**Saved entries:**

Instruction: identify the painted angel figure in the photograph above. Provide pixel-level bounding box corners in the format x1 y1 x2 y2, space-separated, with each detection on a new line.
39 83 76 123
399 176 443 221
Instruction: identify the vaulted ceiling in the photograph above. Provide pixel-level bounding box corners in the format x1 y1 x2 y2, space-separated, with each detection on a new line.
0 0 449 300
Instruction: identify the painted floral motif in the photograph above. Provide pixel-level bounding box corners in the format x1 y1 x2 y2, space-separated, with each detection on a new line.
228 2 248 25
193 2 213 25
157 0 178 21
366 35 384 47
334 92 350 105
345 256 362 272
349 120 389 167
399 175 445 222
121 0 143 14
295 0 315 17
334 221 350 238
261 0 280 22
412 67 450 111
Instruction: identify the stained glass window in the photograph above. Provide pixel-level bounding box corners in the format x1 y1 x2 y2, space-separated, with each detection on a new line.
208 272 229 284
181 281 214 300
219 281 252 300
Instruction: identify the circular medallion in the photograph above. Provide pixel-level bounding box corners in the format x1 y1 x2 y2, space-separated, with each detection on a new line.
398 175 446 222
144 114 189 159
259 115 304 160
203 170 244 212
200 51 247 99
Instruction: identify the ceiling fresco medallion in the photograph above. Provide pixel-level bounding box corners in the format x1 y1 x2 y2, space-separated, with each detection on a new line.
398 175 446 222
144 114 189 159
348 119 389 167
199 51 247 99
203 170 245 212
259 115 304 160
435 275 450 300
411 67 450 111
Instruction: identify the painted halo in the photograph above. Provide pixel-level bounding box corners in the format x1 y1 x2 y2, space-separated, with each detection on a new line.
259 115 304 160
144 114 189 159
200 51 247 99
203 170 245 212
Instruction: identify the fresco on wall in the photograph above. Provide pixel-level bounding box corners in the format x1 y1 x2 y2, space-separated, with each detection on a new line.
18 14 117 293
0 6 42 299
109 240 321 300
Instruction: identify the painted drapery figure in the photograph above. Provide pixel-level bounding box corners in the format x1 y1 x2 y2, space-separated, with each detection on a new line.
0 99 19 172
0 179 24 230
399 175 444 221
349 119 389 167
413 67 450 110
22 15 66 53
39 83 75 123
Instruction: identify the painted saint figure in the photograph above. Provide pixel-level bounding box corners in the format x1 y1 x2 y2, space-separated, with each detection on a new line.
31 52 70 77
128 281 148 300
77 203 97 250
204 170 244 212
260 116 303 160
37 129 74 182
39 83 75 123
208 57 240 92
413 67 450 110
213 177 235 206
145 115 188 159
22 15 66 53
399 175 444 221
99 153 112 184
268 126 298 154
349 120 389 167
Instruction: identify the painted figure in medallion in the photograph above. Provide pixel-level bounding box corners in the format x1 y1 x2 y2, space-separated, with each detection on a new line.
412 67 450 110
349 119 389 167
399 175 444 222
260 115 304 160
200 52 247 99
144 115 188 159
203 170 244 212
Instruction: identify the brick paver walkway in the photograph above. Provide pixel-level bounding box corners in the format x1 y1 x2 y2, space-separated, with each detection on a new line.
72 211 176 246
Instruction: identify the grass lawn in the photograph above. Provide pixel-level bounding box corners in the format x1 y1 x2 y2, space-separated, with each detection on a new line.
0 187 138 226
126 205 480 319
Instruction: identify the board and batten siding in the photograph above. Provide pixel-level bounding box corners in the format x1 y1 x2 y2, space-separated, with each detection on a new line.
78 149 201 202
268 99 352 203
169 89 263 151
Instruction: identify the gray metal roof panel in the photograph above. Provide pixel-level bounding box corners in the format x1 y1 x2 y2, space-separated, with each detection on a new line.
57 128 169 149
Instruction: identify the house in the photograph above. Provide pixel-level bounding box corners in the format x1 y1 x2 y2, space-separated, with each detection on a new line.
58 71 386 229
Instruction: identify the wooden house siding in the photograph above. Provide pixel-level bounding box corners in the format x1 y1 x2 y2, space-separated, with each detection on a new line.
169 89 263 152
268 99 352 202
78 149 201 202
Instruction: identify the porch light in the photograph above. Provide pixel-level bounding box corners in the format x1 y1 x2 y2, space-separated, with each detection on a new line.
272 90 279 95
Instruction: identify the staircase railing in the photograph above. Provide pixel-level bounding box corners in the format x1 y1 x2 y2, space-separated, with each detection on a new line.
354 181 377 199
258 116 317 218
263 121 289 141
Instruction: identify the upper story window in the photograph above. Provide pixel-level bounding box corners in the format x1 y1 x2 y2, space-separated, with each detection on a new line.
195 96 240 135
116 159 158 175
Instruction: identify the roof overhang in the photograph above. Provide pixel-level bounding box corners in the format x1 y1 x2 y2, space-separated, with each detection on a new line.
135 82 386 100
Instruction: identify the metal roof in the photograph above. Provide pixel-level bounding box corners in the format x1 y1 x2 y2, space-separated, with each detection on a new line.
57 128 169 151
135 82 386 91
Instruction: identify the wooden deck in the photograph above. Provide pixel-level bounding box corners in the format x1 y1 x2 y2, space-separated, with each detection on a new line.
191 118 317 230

**EXERCISE REQUIREMENTS:** Please write out all the data above, exactly as it reads.

**ANSWER:**
Instruction: identify the painted angel figure in the photograph above. Provide pixel-level bounding box corners in the format x1 y1 x2 y2, space-separated, with each detection on a new line.
39 83 76 123
399 176 443 221
Instruction: identify the vaulted ceiling in the photograph above. Provide pixel-level bounding box corners in the format x1 y1 x2 y2, space-separated, with each detection on a new line.
0 0 449 300
Instruction: identify the painted floral motif in the photograph above. Provide pixel-level bounding box corners in the format x1 y1 x2 y2, space-separated, with each detection on a new line.
228 2 248 25
193 2 213 25
157 0 178 21
366 35 384 47
334 92 350 105
345 256 362 272
349 120 389 167
399 175 445 222
121 0 143 14
295 0 315 17
334 221 350 238
261 0 280 22
412 67 450 111
Instruction: identify the stained glass window in the photograph above. Provide pixel-level bounding box corners in the format x1 y1 x2 y2, space-separated, with each detection on a new line.
208 272 229 284
181 281 214 300
219 281 252 300
Instruction: identify the circular medallion in the photograph above. Provide pixel-level bounding box corners in the format x1 y1 x2 y2, space-separated, with each detection on a new line.
398 175 446 222
144 114 189 159
259 115 304 160
203 170 244 212
200 51 247 99
Instruction: identify the ceiling fresco medallion in the photograph above. Provide pixel-level bounding box corners in the format x1 y1 x2 y2, space-separated, with each detection on a new line.
398 175 446 222
144 114 189 159
348 119 389 167
199 51 247 99
203 170 245 212
259 115 304 160
435 275 450 300
411 67 450 111
Instruction: identify the painted halo in the photograph above. Provide pixel-level bounding box corners in the format x1 y1 x2 y2, space-separated, with each detection on a new line.
259 115 304 160
144 114 189 159
200 51 247 99
203 170 245 212
Instruction: identify the fresco on wall in the photograph above. Provide pixel-level bounding box corners in the format x1 y1 x2 y2, space-separated, with each detection on a new line.
18 14 117 293
0 6 42 299
109 240 321 300
Instruction: identify the painted drapery figure in the photograph above. Provide pixel-level bounding box corners in the format x1 y1 x2 y2, space-separated, with each detection on a new line.
0 99 19 172
0 179 24 230
399 175 444 221
349 119 389 167
413 67 450 110
22 15 66 53
39 83 75 123
Instruction: identify the painted saint figure in the photograph above. Provide pixel-level bounding box corners in the format x1 y1 x2 y2, space-separated, with each detection on a new line.
31 52 70 77
128 281 148 300
77 203 97 250
204 170 244 212
260 116 303 160
37 129 74 182
39 83 75 123
208 57 240 92
413 67 450 110
213 177 235 206
145 115 188 159
22 15 66 53
399 175 444 221
99 153 112 184
268 126 298 154
349 120 389 167
Instruction: identify the painted figure in medallion in the photograph above. Provide pixel-level bounding box corners in the format x1 y1 x2 y2, space-separated, with each detection on a new line.
412 67 450 110
349 119 389 167
399 175 444 222
260 115 304 160
200 52 247 99
144 115 188 159
203 170 244 212
Instruction: identify the brick paver walkway in the photograph above. Provide pixel-level bounding box corners in the format x1 y1 x2 y2, space-separated, with each detection on a new line.
72 211 176 246
Instruction: identify the grass lawn in the photograph above. Provide pixel-level bounding box corners in the format x1 y1 x2 y2, space-separated, with each detection on a new line.
0 187 138 226
126 205 480 319
Instruction: identify the board and batten siding in the photograph above. Provide pixel-level bounding box corners in the format x1 y1 x2 y2, space-separated, with each detection on a new line.
78 149 201 202
268 99 352 203
169 89 263 151
Instruction: identify the gray metal roof panel in the photograph above. Provide pixel-level bounding box corners in the format x1 y1 x2 y2, space-separated, with each detection on a new line.
57 128 169 149
Instruction: identify the house in the photograph above. Provide pixel-level bounding box corners in the format x1 y1 x2 y2, space-separated, with each detection on a new line.
58 71 386 229
Instruction: identify the wooden house siding in the photograph above. Provide pixel-level bounding box corners in the format x1 y1 x2 y2, space-separated, with each detection on a new line.
169 89 263 152
268 99 352 202
78 149 201 202
Instruction: identify the porch light in the photograph above. Provide pixel-level bounding box corners in the format x1 y1 x2 y2, space-separated, with each detection on a new line.
272 90 279 95
Instruction: identify the staircase railing in the photograph above. Provide pixel-level bounding box corners in the format x1 y1 x2 y2, space-separated, with each detection on a new line.
354 181 377 199
258 116 317 218
263 121 289 141
Instruction: identify the upper story window in the photograph above. Provide pixel-level bounding box corners in the format x1 y1 x2 y2, space-separated, with each detection on a new line.
195 96 240 135
116 159 158 175
Instruction: identify the roof overhang in the photograph above. Provide pixel-level bounding box corners in the format x1 y1 x2 y2, space-separated, with each detection on a new line.
135 82 386 100
Instruction: identify the metal roof in the photograph above. Provide pixel-level bounding box corners in the format x1 y1 x2 y2, space-separated, with each detection on a new line.
57 128 169 151
135 82 386 91
Instruction: identify the wooden deck in the photograph above. Provide pixel-level bounding box corners in the format x1 y1 x2 y2, space-separated, with each detection on a new line.
191 118 317 230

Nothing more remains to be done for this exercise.